- [DATASET]
* * * * * * * * *
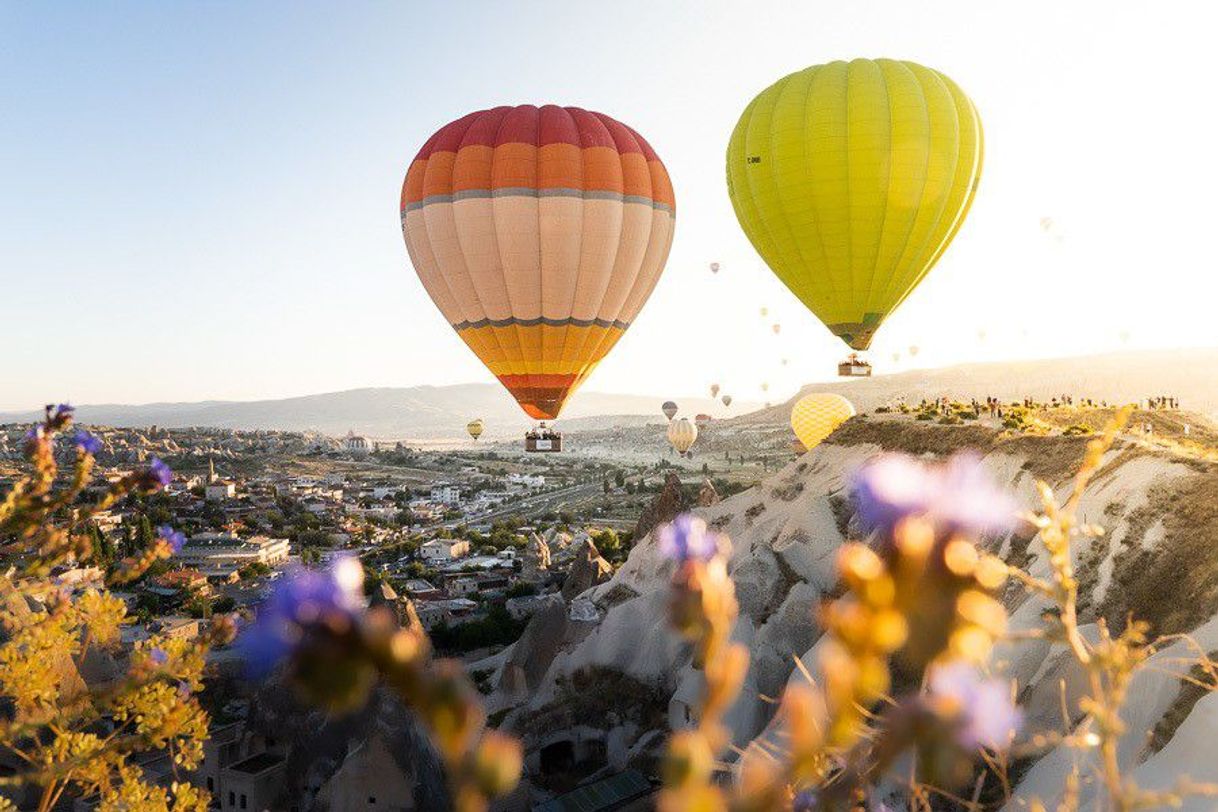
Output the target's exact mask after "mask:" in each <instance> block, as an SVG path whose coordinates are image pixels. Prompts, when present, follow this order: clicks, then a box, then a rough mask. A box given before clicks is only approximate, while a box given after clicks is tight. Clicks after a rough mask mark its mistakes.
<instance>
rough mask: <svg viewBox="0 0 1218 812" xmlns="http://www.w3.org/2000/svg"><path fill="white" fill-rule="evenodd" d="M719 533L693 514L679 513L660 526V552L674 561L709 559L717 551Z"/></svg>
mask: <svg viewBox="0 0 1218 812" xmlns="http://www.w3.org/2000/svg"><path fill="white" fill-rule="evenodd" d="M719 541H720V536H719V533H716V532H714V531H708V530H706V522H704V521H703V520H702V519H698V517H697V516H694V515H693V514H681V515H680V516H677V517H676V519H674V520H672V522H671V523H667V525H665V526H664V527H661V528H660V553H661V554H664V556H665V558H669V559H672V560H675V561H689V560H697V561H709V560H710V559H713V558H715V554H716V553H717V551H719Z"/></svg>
* * * * * * * * *
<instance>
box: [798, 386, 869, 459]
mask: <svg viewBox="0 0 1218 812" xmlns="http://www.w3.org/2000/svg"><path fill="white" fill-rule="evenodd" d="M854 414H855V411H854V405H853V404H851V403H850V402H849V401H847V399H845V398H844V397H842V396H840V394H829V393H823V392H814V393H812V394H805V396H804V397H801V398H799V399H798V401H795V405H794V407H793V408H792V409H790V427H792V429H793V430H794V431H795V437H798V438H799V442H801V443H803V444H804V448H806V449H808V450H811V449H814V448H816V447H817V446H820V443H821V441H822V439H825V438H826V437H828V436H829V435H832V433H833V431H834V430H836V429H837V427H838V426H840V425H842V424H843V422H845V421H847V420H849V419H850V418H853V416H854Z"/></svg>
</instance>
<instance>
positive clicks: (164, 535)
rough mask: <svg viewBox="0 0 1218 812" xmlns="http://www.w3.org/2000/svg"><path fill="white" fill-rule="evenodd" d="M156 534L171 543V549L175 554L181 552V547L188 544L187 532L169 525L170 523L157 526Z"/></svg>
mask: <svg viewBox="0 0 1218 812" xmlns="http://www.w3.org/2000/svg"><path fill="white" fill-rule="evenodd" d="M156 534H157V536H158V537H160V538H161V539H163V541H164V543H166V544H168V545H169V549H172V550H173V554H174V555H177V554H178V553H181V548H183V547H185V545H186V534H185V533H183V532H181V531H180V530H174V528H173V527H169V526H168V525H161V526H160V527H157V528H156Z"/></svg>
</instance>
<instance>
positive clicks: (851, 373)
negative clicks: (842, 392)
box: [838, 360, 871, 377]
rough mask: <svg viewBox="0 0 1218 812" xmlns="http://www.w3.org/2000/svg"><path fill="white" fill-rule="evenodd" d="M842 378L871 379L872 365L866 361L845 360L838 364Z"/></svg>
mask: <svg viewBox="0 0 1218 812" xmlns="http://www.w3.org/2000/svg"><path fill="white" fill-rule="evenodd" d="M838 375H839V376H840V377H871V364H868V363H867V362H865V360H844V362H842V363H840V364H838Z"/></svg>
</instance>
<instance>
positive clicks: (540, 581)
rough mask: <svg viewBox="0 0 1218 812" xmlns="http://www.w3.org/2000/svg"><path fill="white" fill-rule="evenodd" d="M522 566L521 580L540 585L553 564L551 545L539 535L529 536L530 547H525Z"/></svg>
* * * * * * * * *
- [TASK TO COMPLETE] If a line in the records above contains the string "positive", copy that line out.

- [SOLUTION TO THE EXERCISE]
positive clicks: (164, 535)
positive clicks: (851, 373)
positive clicks: (540, 581)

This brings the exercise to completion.